### [SOAL TUGAS 1]
Salin tanpa perubahan bagian teks tentang saham Bank Banten yang dibuka dengan kata-kata "SERANG, BI –" dan ditutup dengan "Serang, Minggu (14/6/2020).".
### [SOAL TUGAS 2]
Hitung baris dalam daftar yang memuat kata "hand", lalu tuliskan angkanya saja.

══ BAGIAN TEKS ══

SERANG, BI – Aliansi Independen Peduli Publik (ALIPP) mempertanyakan kepemilikan saham sebesar 49 persen di Bank Banten. Hal itu diungkapkan Direktur Eksekutif ALIPP, Uday Syuhada, saat Diskusi Publik menyambut New Normal dengan tema “Nasib Bank Banten: Dibawa ke Mana Uang Rakyat?” di Cafe Umah Kite, Taktakan, Kota Serang, Minggu (14/6/2020).

Dikatakan Uday Syuhada, selama ini Bank Banten dan PT Banten Global Development tidak pernah transparan mengungkapkan siapa pemilik sebagian saham di bank daerah itu. Pemerintah Provinsi Banten sendiri memiliki saham 51 persen.

“Sebanyak 49 saham goib ini punya siapa? Jangan-jangan mereka adalah mafia,” ujar Uday, Minggu (14/6/2020).

═══
══ DAFTAR DATA ══

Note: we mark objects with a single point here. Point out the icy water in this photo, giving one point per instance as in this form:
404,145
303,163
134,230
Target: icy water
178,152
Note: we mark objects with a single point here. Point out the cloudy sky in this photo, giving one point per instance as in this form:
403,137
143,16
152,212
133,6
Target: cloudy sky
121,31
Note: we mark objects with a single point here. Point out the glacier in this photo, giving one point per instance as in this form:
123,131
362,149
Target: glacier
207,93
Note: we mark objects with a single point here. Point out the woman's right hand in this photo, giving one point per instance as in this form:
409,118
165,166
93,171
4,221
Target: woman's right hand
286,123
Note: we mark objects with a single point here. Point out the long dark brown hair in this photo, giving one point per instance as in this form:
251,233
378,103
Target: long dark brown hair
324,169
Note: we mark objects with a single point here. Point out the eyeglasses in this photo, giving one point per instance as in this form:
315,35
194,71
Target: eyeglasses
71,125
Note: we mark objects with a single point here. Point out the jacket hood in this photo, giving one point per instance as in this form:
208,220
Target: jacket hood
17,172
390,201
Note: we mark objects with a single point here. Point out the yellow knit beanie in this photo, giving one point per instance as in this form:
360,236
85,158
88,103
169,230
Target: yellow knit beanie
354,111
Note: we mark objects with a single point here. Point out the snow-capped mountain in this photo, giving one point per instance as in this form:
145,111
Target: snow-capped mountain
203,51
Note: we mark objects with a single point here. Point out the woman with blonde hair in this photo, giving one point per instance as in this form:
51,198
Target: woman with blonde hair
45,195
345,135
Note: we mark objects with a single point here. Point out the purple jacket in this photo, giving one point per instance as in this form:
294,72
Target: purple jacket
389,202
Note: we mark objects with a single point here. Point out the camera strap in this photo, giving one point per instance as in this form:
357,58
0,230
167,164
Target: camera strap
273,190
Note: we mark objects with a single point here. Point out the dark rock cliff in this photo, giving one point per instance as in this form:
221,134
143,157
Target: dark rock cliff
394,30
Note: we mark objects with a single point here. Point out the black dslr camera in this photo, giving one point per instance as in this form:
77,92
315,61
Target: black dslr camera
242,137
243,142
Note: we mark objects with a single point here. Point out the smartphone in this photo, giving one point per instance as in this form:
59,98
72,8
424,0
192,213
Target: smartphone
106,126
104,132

═══

### [JAWABAN TERTULIS 1]
SERANG, BI – Aliansi Independen Peduli Publik (ALIPP) mempertanyakan kepemilikan saham sebesar 49 persen di Bank Banten. Hal itu diungkapkan Direktur Eksekutif ALIPP, Uday Syuhada, saat Diskusi Publik menyambut New Normal dengan tema “Nasib Bank Banten: Dibawa ke Mana Uang Rakyat?” di Cafe Umah Kite, Taktakan, Kota Serang, Minggu (14/6/2020).

### [JAWABAN TERTULIS 2]
2